▶ SHORT PROBLEM
Rewrite the rows starting with the line that contains "Task: point out the domed" and going on through the line that contains "[[407, 604]]", replacing "tower" with "turret" and leaving everything else unchanged. Give only those rows.
════════
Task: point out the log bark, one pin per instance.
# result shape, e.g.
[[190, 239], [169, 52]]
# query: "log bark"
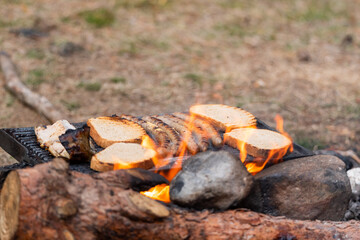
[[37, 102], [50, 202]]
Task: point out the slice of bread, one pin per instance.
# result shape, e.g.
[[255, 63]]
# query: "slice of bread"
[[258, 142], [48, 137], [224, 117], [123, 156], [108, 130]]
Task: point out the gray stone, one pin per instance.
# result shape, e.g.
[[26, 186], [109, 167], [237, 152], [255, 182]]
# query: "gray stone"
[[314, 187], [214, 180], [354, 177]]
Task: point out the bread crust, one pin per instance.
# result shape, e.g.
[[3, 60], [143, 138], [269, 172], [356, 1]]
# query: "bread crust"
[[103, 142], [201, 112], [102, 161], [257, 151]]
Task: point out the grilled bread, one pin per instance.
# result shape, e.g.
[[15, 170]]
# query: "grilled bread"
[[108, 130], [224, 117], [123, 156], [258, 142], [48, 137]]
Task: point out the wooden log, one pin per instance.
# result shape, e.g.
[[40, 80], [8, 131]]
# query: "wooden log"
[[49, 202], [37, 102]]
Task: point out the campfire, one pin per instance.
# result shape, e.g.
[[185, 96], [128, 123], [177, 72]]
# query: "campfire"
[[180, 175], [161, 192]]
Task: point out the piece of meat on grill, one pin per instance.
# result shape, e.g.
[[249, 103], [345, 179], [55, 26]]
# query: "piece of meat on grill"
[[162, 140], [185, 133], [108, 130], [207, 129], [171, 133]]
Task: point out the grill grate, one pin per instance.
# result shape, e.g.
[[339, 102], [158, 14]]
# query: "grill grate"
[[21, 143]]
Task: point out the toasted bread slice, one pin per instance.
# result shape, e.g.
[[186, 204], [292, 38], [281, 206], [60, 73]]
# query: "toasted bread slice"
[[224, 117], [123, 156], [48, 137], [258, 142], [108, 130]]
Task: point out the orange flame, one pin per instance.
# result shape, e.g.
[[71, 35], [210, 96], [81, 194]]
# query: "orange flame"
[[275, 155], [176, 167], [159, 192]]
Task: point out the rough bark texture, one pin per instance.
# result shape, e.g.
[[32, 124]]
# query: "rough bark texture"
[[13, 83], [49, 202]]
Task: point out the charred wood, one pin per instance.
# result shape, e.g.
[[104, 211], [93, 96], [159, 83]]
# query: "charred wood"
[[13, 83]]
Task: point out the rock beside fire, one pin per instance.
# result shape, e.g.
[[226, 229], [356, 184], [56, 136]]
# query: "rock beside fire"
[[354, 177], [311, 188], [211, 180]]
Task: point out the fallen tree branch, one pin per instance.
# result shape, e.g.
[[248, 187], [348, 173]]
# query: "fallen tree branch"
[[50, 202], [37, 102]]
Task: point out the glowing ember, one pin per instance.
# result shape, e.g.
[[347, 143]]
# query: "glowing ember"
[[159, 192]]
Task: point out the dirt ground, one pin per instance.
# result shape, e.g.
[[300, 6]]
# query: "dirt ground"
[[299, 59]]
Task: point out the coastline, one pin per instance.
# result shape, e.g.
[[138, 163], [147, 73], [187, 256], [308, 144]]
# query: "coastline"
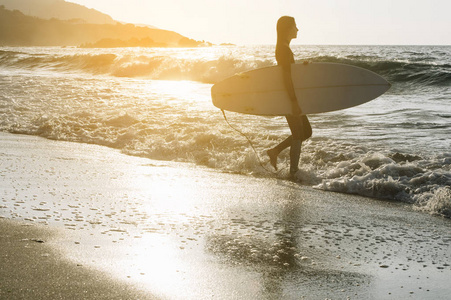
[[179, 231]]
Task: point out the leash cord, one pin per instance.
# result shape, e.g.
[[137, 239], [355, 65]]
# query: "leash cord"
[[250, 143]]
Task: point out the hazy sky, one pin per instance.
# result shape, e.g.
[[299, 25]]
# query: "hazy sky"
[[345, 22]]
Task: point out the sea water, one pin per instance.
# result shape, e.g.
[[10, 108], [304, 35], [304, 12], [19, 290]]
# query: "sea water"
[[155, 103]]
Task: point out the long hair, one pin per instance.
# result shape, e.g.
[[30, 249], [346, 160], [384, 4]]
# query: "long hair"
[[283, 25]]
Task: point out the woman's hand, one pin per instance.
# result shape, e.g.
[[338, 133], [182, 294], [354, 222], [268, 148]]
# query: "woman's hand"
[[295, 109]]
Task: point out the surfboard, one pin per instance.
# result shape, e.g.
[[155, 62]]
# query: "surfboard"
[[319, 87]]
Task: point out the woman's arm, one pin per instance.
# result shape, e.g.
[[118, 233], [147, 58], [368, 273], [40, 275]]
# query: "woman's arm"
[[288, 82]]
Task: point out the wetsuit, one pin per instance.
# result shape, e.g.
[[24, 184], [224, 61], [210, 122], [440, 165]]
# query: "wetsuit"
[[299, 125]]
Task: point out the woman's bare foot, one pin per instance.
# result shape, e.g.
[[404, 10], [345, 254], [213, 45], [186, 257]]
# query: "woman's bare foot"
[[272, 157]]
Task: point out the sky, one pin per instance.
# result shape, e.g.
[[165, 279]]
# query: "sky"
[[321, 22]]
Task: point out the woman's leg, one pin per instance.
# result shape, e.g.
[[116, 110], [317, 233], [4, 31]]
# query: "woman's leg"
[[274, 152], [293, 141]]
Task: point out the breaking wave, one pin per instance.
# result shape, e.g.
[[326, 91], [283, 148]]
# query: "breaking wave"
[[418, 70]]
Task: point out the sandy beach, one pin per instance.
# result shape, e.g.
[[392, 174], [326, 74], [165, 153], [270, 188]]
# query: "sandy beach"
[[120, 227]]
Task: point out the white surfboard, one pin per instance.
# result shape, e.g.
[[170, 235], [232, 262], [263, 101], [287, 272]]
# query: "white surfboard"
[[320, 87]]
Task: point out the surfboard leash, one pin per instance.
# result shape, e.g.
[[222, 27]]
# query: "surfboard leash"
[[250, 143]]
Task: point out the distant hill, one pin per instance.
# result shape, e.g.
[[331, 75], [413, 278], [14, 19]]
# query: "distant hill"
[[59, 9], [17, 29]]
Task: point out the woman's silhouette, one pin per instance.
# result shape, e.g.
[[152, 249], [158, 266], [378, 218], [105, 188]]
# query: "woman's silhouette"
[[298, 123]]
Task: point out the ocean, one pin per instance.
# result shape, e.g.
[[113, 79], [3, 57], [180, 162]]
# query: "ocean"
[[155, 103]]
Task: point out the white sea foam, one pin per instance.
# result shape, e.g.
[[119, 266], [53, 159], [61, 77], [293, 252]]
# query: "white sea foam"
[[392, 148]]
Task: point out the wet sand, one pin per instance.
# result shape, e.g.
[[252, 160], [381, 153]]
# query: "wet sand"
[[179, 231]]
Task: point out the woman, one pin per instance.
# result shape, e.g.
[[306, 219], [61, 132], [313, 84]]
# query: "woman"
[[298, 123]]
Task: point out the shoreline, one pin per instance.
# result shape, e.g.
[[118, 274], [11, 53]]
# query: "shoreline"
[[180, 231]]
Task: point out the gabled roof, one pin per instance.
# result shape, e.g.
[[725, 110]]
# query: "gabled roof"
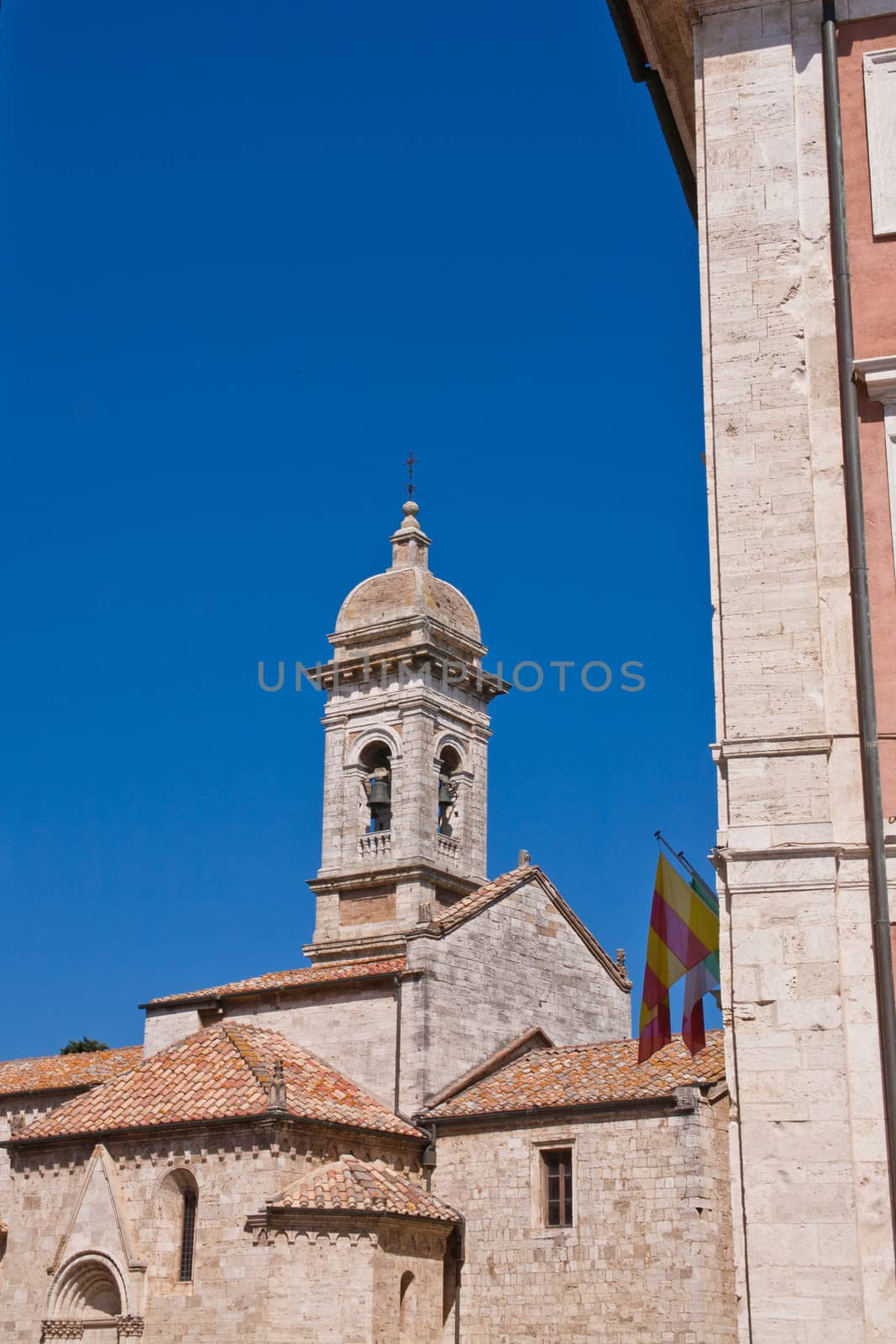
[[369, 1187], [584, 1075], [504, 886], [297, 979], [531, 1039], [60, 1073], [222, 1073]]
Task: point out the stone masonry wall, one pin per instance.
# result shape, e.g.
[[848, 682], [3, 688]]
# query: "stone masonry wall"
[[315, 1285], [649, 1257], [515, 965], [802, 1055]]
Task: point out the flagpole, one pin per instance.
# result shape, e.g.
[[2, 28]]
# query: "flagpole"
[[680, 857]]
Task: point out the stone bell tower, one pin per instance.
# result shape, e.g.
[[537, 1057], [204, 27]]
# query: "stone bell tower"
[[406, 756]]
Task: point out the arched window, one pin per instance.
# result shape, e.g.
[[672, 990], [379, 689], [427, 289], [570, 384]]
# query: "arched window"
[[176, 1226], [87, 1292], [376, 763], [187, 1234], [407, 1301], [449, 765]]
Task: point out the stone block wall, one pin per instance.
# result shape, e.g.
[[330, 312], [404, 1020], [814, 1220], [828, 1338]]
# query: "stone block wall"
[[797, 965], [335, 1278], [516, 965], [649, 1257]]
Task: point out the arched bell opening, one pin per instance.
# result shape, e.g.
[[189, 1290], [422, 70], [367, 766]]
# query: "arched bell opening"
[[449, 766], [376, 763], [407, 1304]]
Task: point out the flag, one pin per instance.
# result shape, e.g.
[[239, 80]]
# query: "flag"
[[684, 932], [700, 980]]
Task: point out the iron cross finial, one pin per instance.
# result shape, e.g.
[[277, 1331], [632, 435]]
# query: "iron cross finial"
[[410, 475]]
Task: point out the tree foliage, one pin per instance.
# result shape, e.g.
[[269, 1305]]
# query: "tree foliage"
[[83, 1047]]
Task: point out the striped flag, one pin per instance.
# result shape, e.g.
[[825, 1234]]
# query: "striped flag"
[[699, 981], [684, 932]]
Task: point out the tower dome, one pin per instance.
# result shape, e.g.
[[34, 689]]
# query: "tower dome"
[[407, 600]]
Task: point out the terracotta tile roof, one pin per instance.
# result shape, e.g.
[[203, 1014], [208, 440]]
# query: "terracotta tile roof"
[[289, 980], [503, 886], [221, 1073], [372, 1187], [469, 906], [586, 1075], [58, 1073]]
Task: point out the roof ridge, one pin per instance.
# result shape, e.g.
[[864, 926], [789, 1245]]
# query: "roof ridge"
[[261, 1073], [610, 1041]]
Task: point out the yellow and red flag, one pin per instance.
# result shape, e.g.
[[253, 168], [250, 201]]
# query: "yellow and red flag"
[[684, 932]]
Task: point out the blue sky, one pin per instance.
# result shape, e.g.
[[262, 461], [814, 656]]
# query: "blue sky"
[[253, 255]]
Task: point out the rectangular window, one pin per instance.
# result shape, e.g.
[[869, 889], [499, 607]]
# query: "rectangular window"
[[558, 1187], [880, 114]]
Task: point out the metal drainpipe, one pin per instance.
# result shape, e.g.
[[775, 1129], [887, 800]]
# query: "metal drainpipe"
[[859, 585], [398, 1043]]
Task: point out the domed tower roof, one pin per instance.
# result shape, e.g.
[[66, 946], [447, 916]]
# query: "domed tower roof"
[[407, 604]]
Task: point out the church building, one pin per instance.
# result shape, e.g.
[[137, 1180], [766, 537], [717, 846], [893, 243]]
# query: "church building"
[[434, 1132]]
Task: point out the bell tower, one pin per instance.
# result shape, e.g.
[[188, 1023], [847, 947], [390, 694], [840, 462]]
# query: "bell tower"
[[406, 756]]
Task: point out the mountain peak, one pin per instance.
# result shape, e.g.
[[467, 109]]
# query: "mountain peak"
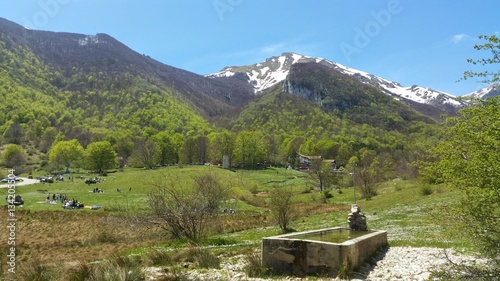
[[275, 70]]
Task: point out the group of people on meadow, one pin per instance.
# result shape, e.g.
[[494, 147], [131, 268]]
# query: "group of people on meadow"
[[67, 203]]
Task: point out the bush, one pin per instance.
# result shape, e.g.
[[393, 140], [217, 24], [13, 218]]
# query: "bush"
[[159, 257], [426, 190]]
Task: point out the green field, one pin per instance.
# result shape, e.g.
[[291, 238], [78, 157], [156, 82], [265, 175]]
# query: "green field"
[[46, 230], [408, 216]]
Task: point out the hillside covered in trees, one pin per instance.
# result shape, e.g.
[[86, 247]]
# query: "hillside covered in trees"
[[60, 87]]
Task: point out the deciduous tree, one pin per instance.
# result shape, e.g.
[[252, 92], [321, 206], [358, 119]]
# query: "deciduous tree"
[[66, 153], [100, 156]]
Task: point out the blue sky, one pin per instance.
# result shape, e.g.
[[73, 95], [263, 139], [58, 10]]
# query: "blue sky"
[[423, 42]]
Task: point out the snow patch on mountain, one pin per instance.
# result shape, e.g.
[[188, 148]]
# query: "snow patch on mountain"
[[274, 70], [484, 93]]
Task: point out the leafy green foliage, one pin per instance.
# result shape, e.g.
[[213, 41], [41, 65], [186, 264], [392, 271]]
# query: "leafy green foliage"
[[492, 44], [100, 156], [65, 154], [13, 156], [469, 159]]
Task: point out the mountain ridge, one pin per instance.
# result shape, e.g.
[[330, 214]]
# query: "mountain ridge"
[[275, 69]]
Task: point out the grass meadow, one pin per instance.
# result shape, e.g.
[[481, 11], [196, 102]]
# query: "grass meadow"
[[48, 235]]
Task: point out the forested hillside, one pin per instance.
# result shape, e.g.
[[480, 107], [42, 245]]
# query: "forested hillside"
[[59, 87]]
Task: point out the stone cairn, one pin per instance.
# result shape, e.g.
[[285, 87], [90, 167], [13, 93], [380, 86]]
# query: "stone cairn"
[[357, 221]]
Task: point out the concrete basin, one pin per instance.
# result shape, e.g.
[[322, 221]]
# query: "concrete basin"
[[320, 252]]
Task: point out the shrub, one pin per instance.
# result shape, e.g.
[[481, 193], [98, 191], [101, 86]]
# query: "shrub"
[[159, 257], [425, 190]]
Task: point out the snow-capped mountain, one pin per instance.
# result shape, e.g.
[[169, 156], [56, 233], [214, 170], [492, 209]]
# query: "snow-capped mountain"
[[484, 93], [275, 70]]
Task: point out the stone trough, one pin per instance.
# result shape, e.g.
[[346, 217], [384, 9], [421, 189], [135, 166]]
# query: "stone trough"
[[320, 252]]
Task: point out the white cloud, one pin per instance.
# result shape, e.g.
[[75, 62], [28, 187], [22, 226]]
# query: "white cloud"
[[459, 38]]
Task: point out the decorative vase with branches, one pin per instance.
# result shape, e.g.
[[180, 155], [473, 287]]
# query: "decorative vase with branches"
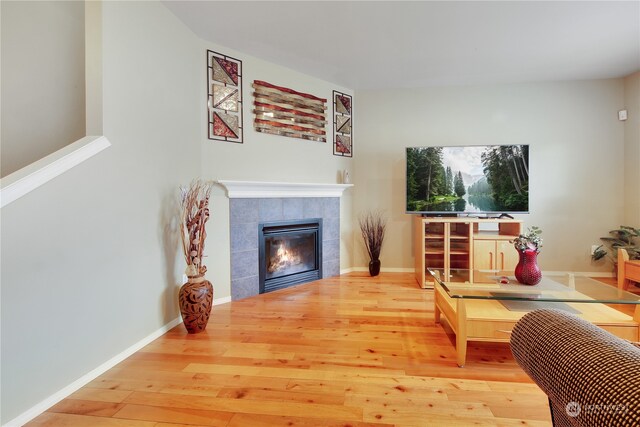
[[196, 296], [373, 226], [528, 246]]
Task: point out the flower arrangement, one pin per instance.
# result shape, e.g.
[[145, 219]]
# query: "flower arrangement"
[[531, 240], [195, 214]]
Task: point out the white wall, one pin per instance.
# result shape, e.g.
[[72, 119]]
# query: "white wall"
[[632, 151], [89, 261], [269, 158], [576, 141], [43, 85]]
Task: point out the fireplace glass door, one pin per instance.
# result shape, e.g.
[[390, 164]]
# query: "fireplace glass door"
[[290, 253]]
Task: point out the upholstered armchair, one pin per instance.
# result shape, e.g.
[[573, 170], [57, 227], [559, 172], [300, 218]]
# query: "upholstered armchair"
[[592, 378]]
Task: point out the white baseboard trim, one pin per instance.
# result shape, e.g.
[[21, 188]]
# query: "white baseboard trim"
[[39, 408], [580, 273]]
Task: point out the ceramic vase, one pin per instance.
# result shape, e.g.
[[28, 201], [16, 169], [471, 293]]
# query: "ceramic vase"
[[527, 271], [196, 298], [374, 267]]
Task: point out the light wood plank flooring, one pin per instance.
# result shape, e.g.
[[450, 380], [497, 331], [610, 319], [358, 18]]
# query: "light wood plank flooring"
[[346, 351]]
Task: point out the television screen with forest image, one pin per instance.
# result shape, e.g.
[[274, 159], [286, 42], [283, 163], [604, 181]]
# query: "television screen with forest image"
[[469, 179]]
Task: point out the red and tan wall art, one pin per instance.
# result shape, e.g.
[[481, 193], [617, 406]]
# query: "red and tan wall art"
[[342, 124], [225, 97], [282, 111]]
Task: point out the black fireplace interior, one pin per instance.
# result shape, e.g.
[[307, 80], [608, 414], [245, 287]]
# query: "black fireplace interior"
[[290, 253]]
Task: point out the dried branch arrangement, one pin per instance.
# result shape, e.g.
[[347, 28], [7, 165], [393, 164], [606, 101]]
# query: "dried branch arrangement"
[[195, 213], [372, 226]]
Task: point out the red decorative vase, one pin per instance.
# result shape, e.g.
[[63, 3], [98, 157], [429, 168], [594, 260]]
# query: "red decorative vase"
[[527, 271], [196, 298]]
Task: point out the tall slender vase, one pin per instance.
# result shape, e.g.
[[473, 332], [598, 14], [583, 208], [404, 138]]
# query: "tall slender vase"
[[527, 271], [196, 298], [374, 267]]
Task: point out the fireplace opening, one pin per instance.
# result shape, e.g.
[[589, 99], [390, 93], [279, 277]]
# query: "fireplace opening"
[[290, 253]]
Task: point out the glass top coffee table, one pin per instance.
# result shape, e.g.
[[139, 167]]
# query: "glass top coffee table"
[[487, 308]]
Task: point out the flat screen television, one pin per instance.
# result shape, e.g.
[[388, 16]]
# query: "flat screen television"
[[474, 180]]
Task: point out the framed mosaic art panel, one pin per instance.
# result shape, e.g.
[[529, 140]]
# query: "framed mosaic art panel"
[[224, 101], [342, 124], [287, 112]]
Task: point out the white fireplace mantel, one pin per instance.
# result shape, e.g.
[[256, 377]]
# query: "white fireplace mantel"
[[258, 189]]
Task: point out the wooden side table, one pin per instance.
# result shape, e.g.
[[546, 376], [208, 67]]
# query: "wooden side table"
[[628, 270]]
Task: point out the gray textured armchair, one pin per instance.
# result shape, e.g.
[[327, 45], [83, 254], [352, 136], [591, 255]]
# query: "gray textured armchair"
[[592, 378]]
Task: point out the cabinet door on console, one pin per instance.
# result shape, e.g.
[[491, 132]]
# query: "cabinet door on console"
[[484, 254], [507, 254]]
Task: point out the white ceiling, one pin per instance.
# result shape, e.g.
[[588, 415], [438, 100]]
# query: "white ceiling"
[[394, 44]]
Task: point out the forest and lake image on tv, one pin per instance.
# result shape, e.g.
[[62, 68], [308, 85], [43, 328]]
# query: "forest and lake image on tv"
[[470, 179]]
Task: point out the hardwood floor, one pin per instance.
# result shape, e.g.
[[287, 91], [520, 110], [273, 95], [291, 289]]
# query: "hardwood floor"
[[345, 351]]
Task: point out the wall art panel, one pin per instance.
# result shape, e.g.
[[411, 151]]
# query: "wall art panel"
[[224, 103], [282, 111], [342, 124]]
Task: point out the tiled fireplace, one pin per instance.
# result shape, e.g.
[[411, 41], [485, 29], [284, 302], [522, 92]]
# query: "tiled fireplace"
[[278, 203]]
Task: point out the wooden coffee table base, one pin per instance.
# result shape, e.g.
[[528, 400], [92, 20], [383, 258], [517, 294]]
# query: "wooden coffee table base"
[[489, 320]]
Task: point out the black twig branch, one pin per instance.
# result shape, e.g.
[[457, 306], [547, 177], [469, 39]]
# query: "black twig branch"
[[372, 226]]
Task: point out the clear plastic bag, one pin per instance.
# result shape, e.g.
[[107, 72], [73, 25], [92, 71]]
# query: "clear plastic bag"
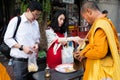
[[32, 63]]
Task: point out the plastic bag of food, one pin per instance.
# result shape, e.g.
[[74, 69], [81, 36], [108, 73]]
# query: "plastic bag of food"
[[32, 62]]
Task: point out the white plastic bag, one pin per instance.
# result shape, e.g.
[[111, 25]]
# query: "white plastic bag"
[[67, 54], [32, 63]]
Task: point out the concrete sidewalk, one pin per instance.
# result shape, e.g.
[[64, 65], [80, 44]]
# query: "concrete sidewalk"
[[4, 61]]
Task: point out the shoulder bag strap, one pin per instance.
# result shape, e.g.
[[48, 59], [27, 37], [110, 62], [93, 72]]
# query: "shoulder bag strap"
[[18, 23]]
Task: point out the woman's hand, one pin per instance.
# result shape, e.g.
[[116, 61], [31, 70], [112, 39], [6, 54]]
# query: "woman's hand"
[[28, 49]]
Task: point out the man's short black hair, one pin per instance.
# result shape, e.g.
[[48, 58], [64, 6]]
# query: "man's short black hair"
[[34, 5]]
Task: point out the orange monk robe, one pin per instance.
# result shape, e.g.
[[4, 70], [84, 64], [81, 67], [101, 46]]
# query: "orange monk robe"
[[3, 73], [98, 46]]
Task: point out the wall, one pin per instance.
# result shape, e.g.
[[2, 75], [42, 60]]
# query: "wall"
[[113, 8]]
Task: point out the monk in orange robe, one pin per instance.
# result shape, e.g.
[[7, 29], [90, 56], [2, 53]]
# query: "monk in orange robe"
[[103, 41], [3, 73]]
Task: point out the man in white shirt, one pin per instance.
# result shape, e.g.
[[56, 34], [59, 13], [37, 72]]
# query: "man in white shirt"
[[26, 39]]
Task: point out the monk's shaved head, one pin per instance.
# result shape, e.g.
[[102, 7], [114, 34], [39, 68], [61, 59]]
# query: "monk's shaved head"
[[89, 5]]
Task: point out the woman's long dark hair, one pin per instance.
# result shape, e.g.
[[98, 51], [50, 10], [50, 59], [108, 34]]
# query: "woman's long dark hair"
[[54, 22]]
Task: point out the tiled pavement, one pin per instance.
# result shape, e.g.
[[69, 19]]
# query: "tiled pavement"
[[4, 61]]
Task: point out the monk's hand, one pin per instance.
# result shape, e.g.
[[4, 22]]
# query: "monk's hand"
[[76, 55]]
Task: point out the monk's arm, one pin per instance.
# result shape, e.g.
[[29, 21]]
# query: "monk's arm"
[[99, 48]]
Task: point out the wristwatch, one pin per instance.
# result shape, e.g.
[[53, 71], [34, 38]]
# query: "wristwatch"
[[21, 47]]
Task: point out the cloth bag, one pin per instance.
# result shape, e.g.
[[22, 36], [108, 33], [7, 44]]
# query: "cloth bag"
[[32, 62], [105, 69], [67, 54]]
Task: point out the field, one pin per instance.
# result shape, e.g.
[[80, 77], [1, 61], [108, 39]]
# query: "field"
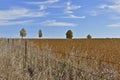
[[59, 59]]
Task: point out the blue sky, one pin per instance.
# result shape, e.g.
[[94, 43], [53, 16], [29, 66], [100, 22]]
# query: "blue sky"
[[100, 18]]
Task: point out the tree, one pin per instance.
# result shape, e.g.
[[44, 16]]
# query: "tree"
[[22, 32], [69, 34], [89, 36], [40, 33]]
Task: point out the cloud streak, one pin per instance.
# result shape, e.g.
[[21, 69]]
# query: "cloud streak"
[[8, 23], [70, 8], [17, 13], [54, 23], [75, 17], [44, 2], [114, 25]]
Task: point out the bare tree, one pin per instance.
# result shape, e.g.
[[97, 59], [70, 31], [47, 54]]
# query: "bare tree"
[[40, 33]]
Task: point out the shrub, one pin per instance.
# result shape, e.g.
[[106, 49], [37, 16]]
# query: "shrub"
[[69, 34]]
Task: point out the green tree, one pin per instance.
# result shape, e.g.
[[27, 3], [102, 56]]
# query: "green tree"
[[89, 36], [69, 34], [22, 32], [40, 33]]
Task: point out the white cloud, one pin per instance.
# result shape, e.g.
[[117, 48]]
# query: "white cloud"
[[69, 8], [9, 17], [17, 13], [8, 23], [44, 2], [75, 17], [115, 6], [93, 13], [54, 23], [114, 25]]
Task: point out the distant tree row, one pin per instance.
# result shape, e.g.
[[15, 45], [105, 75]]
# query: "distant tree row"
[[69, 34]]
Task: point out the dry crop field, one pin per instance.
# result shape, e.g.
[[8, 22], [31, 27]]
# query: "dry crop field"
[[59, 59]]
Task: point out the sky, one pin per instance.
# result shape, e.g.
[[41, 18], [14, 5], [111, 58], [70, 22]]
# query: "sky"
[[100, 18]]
════════
▶ ANSWER TO THIS PROBLEM
Task: point out the domed turret roof, one pin per instance.
# result shape, e.g.
[[66, 946], [447, 916]]
# query: "domed turret roof"
[[407, 604]]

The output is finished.